Aim 1 -> Decide whether each statement agrees with the initramfs text below: (a) the initramfs archive is kept under /boot; (b) the kernel calls an executable named init; (c) Debian's initramfs-tools are mostly Python programs. Answer yes or no for each and quote the deciding words.
Aim 2 -> Carry the initramfs text below forward, starting after its final sentence.

Reading text ->
▬▬▬▬▬▬
A typical way to boot Linux today is by using an initramfs. It is basically a minimal rootfs having only what is needed to mount the real rootfs. The binaries and configurations are packed into an archive stored under /boot and on system start unpacked in a tmpfs as first rootfs.

This means you can have a boot process where a temporary rootfs is loaded from an archive you can modify where the kernel will call an executable called init which you can modify which is intended to mount the real root and doing other system startup stuff.

For a more detailed explanation of this part you can read for example the Arch boot process. (especially part 5 (initramfs) and 6 (Early userspace))

Your chance: the initramfs could be anything and do anything. The Gentoo Wiki give you a glance on what is possible.
The bad part: it is not easy. The normal way is to use some tools to create an initramfs like initramfs-tools on Debian or mkinitcpio for Arch or dracut or others. They have configuration options but having a separate /etc is to special.

For initramfs-tools (I don't know the other tools) it could be feasible to add your own mount /etc stuff. Debian typical initramfs-tools are basically a bunch of shell scripts packing a early init which is also just a shell script.
▬▬▬▬▬▬
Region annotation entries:
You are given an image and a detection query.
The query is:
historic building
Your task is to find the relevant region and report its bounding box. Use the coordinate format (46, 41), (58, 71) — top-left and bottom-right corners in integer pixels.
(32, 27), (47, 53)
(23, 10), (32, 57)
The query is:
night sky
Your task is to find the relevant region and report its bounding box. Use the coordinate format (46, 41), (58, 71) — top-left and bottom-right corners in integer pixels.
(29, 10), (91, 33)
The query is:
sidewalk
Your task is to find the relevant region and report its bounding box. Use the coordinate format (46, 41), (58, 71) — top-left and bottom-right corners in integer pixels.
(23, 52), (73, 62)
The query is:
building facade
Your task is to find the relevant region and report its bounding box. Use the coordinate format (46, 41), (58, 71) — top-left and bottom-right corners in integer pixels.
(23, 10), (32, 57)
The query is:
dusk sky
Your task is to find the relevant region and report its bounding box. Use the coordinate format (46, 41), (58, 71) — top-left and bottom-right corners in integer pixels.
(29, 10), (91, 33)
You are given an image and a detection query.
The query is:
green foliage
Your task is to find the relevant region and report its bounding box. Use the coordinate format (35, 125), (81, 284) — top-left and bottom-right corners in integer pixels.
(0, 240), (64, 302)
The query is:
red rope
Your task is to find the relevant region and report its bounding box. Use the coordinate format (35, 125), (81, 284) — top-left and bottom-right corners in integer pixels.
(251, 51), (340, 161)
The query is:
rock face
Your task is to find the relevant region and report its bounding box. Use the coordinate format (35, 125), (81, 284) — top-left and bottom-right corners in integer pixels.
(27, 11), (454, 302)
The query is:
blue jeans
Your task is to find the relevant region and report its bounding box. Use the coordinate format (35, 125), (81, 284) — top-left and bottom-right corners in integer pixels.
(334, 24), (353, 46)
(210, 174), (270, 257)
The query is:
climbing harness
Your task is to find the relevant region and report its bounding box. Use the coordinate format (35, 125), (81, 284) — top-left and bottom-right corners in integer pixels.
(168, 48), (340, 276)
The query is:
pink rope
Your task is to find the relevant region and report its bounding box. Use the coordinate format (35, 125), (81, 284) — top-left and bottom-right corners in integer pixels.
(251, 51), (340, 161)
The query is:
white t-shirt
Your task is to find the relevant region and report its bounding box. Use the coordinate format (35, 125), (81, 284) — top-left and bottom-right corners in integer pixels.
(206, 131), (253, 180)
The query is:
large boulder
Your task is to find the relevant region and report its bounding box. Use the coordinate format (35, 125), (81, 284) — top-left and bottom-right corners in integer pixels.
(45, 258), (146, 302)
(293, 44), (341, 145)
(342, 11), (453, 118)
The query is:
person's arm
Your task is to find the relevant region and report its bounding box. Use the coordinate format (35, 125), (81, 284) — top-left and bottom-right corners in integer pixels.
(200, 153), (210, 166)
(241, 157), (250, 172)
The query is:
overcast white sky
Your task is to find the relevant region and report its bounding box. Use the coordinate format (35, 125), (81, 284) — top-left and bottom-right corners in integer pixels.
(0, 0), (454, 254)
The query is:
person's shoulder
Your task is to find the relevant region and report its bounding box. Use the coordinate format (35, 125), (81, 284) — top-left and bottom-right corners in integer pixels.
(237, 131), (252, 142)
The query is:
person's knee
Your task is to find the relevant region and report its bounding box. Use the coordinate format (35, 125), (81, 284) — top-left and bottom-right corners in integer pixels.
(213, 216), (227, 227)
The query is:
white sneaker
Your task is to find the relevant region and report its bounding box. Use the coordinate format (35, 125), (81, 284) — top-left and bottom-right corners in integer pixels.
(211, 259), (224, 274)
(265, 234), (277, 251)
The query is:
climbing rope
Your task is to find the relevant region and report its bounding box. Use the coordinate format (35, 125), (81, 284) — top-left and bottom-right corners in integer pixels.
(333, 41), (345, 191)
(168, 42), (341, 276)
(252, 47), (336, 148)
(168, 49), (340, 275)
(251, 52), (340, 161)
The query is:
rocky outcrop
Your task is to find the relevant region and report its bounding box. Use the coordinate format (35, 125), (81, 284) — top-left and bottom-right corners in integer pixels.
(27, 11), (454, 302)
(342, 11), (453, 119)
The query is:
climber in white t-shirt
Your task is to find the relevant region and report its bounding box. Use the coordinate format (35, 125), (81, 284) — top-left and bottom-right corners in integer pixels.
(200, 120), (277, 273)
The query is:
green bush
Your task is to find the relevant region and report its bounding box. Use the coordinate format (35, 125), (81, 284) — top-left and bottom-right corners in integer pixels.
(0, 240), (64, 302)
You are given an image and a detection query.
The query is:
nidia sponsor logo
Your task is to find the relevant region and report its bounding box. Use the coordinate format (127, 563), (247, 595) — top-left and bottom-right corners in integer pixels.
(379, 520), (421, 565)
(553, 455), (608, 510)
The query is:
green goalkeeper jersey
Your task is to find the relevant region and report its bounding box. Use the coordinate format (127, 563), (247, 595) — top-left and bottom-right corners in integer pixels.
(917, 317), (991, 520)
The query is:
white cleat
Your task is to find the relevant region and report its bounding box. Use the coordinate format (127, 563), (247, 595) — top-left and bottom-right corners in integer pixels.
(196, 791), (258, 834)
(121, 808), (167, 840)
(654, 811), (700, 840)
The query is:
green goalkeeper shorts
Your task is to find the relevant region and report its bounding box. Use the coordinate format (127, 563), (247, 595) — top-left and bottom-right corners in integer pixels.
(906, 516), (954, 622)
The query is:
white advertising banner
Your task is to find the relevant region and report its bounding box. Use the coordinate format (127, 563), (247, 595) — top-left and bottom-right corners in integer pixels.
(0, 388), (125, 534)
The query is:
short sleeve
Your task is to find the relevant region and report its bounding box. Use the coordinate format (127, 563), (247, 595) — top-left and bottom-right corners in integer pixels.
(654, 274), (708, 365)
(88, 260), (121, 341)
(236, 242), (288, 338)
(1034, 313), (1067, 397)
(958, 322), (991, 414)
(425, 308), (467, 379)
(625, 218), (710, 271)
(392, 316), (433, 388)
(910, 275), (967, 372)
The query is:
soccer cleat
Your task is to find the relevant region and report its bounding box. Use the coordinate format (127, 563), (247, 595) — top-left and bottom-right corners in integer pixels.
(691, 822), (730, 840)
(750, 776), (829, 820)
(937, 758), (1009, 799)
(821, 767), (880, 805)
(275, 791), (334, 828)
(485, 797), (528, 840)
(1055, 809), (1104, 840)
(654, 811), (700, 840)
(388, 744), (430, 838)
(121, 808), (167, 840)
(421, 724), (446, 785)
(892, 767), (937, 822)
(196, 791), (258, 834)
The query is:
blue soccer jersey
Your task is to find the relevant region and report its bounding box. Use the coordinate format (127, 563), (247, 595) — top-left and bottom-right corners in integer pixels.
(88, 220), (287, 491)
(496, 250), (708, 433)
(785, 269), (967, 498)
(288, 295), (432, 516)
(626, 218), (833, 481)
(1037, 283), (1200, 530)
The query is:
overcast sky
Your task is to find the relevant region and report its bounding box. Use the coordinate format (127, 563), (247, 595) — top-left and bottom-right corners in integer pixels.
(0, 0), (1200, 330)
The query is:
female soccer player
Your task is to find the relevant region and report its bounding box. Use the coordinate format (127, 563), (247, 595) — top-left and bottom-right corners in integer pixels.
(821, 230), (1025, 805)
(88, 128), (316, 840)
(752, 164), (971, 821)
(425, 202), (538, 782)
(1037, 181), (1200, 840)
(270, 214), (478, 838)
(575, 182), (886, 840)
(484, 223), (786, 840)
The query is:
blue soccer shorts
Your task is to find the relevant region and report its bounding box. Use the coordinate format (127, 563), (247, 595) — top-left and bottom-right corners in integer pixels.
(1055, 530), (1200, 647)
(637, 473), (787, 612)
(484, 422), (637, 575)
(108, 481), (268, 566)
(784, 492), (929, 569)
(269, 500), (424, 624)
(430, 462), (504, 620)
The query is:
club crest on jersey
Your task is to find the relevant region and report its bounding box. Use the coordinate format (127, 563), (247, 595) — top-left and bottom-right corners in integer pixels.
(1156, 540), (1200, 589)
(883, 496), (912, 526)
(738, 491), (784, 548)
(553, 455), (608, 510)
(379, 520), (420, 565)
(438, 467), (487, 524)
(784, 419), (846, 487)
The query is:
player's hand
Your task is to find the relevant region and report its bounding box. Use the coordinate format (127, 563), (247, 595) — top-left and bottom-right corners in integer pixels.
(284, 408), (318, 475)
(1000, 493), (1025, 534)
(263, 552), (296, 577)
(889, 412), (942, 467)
▬▬▬▬▬▬
Exercise result 1 ->
(a) Yes: "The binaries and configurations are packed into an archive stored under /boot"
(b) Yes: "the kernel will call an executable called init"
(c) No: "Debian typical initramfs-tools are basically a bunch of shell scripts"

Exercise result 2 ->
The tooling has hooks which can be used to add custom files to the initramfs (the name hook can be a bit misleading; those are run by update-initramfs when creating a new initrafs usually after a kernel update) and scripts which are executed on different points in the early userspace init (again a kinda misleading name because those are something I would call hook).

Good luck if you take this route. If you want an initramfs under Debian you can extract one (they are at /boot/initrd.image*) with the unmkinitramfs command and research how other tools integrate there, e.g. dropbear-initramfs.

Btrfs

Another much simpler option is to use btrfs as root filesystem. If using btrfs is an option for you you can utilize its subvolume feature which can be made read-only.

A btrfs subvolume can be mounted like a separate filesystem but the good part for you it does not need to. Mounting a subvolume will automatically mount all subvolume below.

You can quite simply make /etc a separate subvolume¹. After an installation you would do something like

mv /etc /etc-tmp
btrfs subvolume create /etc
mv /etc-tmp/* /etc-tmp/.* /etc
rmdir /etc-tmp

Now you have /etc in a different subvolume than everything else, you can make the root subvolume read-only with the following command and /etc remains writable.

btrfs property set -t subvol / ro true

¹By the way: the same approach can be used to make /usr read-only. Always funny if you move the existing /usr away, create the subvolume and then when you want to move the content back you are greeted with a "mv: command not found" because your /usr/bin is currently empty.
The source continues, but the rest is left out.